:: MATERIAL FOR THE TASK

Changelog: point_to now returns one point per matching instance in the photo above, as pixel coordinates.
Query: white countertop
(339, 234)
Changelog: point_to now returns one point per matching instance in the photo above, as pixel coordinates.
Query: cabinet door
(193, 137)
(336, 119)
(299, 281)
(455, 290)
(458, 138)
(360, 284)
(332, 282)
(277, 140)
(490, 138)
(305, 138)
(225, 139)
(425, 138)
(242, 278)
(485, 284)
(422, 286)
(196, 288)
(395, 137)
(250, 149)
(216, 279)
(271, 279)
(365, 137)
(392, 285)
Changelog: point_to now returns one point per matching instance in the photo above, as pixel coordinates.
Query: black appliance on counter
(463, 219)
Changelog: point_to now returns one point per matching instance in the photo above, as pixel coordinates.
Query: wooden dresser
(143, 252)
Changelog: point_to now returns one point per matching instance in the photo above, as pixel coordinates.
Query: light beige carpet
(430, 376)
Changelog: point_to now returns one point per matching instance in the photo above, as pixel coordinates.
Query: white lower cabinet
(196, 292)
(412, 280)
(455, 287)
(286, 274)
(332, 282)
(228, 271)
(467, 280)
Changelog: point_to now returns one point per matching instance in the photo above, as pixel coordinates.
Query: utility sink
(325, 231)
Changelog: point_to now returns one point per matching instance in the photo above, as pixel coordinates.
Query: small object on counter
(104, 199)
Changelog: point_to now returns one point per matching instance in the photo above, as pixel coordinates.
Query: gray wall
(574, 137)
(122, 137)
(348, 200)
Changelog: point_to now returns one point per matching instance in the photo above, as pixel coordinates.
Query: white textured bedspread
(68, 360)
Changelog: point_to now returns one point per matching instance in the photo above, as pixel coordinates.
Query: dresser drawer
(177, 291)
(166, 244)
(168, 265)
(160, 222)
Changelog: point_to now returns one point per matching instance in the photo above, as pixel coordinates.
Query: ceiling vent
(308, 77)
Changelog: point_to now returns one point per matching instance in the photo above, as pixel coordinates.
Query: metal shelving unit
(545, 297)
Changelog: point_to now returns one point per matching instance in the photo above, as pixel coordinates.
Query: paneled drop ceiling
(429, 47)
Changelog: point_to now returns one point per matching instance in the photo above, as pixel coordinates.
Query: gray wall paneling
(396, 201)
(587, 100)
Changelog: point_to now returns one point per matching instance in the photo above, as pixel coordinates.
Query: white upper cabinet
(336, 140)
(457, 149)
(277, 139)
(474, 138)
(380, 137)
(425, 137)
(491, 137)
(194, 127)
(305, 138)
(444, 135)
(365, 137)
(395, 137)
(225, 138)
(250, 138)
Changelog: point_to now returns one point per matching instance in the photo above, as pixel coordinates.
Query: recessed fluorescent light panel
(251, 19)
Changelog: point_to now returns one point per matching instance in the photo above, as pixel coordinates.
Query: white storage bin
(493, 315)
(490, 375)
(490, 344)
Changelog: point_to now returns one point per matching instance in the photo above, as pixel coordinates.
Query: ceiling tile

::::

**EXERCISE INSTRUCTIONS**:
From the first line to the last, return the data above exactly.

**EXERCISE RESPONSE**:
Changelog: point_to now returns one point per matching instance in the photo above, as pixel coordinates.
Query: white countertop
(339, 234)
Changelog: point_to now returns one point per matching instance in the photo above, as pixel coordinates.
Query: cabinet door
(193, 137)
(336, 119)
(299, 281)
(455, 290)
(458, 138)
(360, 284)
(332, 282)
(277, 140)
(490, 138)
(305, 138)
(225, 139)
(425, 138)
(242, 278)
(485, 284)
(422, 286)
(196, 288)
(395, 137)
(250, 149)
(216, 279)
(271, 279)
(365, 137)
(392, 285)
Changelog: point_to now returns one point per matching instance in the photo above, as pixel coordinates.
Query: black appliance on counter
(463, 219)
Changelog: point_to now returns one point per matching instance in the photo above, as pixel coordinates.
Query: wooden dresser
(143, 252)
Changelog: point_to now returns one point per matching instance in the photo above, as pixel coordinates.
Query: light beige carpet
(430, 376)
Changelog: point_to now returns one point per matching instance in the photo above, as pixel coordinates.
Query: white lower cabinet
(196, 292)
(412, 280)
(455, 287)
(286, 274)
(332, 282)
(228, 271)
(467, 280)
Changelog: point_to now returns one point per matching instance in the photo above, as pixel coordinates.
Query: utility sink
(325, 231)
Changelog: point_to now returns one point per matching instance in the photo above, as pixel coordinates.
Query: small object on counter
(104, 199)
Changelog: point_to now returns one point per matching instance in the photo above, as pixel coordinates.
Query: gray wall
(574, 137)
(122, 137)
(348, 200)
Changelog: point_to now returns one point per matching instance in the photo above, as pixel coordinates.
Query: white textured bedspread
(68, 360)
Changelog: point_to now returns one point per matching instance in the photo above, as pixel coordinates.
Query: dresser drawer
(177, 291)
(166, 244)
(168, 265)
(160, 222)
Changelog: point_to now returns one point per matching instance in the photo above, as pixel coordinates.
Query: ceiling vent
(308, 77)
Changelog: point_to now returns one point per matching instance in the photo above, as pixel coordinates.
Query: metal shelving unit
(545, 297)
Changelog: point_to now returns one point per matching instance in the photo above, as pixel coordinates.
Query: paneled drop ceiling
(429, 47)
Changelog: point_to now returns one point per matching instance in the photo above, as pixel coordinates.
Query: gray wall paneling
(396, 201)
(587, 100)
Changelog: point_to now returns one point per matching instance in the photo above, as pixel coordinates.
Query: white upper cabinet
(336, 140)
(457, 149)
(277, 139)
(474, 138)
(380, 137)
(425, 137)
(491, 137)
(194, 127)
(305, 138)
(444, 135)
(365, 137)
(395, 137)
(225, 138)
(250, 138)
Changelog: point_to now returns one point per matching instance in the photo above, as pixel coordinates.
Query: recessed fluorescent light panel
(251, 19)
Changelog: point_to now returns one point per matching instance in the photo above, as pixel coordinates.
Query: white storage bin
(493, 315)
(490, 375)
(490, 344)
Changelog: point_to now returns one point per matching instance in the photo above, as pixel coordinates.
Query: ceiling tile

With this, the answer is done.